===== Provided records
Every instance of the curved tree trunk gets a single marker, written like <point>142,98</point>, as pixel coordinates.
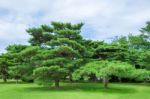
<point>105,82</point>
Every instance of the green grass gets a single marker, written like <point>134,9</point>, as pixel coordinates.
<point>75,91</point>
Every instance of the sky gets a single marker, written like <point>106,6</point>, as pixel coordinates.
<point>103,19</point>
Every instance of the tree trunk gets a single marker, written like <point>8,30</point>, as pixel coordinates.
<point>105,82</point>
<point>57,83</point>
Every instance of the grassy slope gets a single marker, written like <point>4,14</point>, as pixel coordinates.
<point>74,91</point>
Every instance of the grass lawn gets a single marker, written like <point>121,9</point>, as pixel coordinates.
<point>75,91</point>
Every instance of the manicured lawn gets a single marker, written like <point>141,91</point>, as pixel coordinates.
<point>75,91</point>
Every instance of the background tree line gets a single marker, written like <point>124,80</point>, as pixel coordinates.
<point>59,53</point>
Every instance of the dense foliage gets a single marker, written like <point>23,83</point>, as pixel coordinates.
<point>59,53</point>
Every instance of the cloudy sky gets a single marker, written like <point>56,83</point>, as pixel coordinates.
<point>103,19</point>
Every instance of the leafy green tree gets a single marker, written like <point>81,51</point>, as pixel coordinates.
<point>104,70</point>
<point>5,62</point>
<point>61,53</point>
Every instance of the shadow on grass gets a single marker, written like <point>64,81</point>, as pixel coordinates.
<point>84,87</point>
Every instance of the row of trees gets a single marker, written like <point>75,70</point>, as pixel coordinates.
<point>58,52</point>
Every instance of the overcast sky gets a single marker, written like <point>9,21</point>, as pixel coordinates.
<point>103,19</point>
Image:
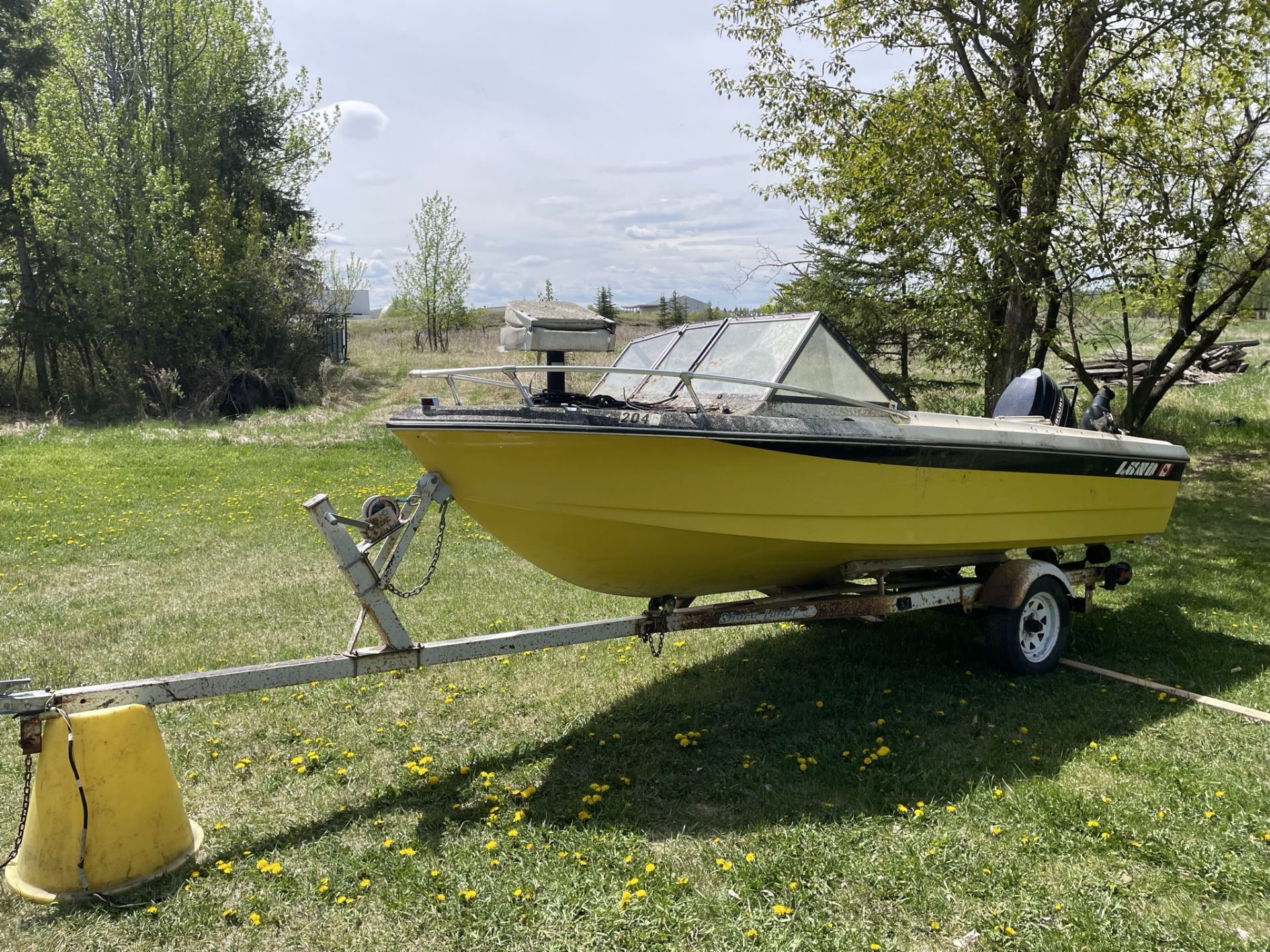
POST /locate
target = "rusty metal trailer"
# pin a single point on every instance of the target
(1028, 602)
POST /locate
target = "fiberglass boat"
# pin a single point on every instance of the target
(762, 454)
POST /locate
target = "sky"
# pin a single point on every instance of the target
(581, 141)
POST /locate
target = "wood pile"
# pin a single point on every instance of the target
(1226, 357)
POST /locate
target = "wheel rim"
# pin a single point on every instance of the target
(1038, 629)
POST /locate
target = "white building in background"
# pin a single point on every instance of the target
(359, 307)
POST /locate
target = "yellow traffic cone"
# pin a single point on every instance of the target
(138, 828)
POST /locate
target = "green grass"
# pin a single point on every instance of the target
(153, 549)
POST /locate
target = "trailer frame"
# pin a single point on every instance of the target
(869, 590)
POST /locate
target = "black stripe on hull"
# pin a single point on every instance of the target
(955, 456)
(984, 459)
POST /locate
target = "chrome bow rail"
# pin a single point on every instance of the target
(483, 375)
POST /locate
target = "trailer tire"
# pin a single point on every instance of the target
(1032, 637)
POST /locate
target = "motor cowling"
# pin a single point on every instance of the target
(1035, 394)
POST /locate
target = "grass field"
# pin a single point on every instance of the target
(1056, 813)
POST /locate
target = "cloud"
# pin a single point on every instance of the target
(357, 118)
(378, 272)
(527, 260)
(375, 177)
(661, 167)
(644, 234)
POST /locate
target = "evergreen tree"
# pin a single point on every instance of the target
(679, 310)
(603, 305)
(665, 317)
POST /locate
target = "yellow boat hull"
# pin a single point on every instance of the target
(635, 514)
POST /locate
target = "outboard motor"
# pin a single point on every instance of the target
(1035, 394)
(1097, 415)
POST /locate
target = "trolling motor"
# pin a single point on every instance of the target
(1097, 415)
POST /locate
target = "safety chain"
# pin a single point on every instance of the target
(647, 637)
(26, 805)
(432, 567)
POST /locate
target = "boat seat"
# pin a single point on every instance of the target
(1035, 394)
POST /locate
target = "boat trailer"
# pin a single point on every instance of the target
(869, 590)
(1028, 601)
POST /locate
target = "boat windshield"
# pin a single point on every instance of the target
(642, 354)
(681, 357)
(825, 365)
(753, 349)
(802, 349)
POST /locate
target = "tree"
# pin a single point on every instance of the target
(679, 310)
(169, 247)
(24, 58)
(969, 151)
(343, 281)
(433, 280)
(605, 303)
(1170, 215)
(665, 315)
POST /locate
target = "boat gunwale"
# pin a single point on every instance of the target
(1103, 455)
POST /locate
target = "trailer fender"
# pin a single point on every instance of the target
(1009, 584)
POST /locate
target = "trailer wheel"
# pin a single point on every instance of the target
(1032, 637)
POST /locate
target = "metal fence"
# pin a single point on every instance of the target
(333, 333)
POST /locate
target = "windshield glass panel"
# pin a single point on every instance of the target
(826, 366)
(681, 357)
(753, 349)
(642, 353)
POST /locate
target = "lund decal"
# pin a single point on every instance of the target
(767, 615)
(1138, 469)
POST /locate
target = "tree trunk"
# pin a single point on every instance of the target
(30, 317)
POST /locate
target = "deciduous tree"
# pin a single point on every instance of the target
==========
■ **Your task**:
Can you copy the entries word for word, from the line containing "Every instance of the dense" through the line containing "(1028, 602)", with both of those lines included and the pictures left out?

■ **Solution to this task**:
Every instance of the dense foliage gets a single marker, written like <point>23,83</point>, as pixel coordinates.
<point>59,53</point>
Every instance of the cloudy sky gets a single marker, written like <point>56,83</point>, as pixel coordinates.
<point>103,19</point>
Every instance of the leafy green tree gets a single marker, written like <point>81,51</point>, as pixel coordinates.
<point>104,70</point>
<point>5,62</point>
<point>61,53</point>
Every instance of the shadow on grass gets a single marker, written like <point>64,81</point>, as pixel coordinates.
<point>84,87</point>
Every instance of the row of trees gets a single marker, written like <point>75,70</point>, as pixel coordinates.
<point>58,52</point>
Every instance of the overcast sky gets a single marker, written like <point>9,21</point>, as pixel coordinates.
<point>103,19</point>
Image:
POST /locate
target = "rusty metal trailer"
# pin a single point on every instance of the target
(1028, 602)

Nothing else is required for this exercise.